» What the task asks
Transcribe the data. Leave out nothing.

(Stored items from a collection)
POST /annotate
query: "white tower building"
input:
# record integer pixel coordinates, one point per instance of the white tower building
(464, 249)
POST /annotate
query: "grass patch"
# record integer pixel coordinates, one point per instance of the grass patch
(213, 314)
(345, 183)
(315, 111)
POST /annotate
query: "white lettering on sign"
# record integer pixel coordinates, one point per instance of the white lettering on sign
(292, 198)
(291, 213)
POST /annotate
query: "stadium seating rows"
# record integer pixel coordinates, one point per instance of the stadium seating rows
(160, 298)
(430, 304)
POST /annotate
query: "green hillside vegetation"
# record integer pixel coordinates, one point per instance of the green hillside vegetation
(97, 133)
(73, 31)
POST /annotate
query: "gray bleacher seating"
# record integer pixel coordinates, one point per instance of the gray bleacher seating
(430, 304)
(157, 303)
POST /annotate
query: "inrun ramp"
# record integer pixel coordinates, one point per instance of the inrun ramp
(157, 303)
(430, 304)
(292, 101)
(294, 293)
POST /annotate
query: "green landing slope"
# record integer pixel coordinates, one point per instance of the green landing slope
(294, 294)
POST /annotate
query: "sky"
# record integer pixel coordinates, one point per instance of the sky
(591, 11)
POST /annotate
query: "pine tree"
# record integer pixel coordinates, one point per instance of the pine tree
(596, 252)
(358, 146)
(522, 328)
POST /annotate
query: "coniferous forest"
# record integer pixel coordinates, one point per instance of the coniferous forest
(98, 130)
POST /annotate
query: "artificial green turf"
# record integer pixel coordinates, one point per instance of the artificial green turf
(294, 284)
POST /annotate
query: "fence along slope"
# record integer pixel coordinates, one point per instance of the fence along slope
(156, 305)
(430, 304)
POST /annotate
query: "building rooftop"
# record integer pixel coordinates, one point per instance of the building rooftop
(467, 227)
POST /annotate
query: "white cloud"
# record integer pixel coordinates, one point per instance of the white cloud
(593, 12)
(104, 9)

» Output for this exercise
POST /annotate
query: "white tower building"
input:
# record integer pixel coordinates, one point per instance of the white tower building
(464, 249)
POST /annotate
query: "grass patch"
# record integer pixel coordinates, one point per instance of the grass patch
(213, 314)
(345, 183)
(315, 111)
POST /annotate
query: "white lettering on sign"
# record integer pixel coordinates, one point per instance of the white lettering on sign
(292, 198)
(291, 213)
POST /annotate
query: "stadium seating rows"
# record integer pixel coordinates, one point per instance of the stadium seating rows
(160, 298)
(430, 304)
POST /annotate
query: "green hillside vegetation"
# record integer pixel coordinates, one point per instance of the green hillside vegetation
(97, 133)
(73, 31)
POST /annotate
query: "gray bleacher seating"
# record integer pixel coordinates, one point per instance of the gray bleacher seating
(430, 304)
(157, 303)
POST /annotate
query: "inrun ramp"
# record integer pixel coordinates, one point per instance of the inrun ramp
(157, 303)
(430, 304)
(292, 101)
(294, 293)
POST /annotate
query: "green landing slope"
# record integer pixel coordinates, one point per instance of the green landing slope
(294, 294)
POST /annotate
query: "sky"
# record integer pixel coordinates, one point per instance of the sky
(591, 11)
POST /annotate
query: "pine tree"
# record integer pixel coordinates, one point per instance of the pine tree
(596, 252)
(358, 146)
(522, 328)
POST /annotate
query: "coniferous forest"
# record integer pixel coordinates, one point per instance of the coniferous forest
(98, 130)
POST /annotate
query: "artificial green turf"
# record integer pixel coordinates, one point per instance of the artificial green turf
(294, 284)
POST /annotate
query: "fence along slope"
# record integer pixel coordinates, one point per instance of the fence along slope
(156, 305)
(430, 304)
POST /annotate
query: "building rooftop"
# record integer pixel coordinates, one point per instance of the building rooftop
(467, 227)
POST /annotate
query: "white cloud"
# record integer pixel coordinates, one point per instance of the white cloud
(593, 12)
(104, 9)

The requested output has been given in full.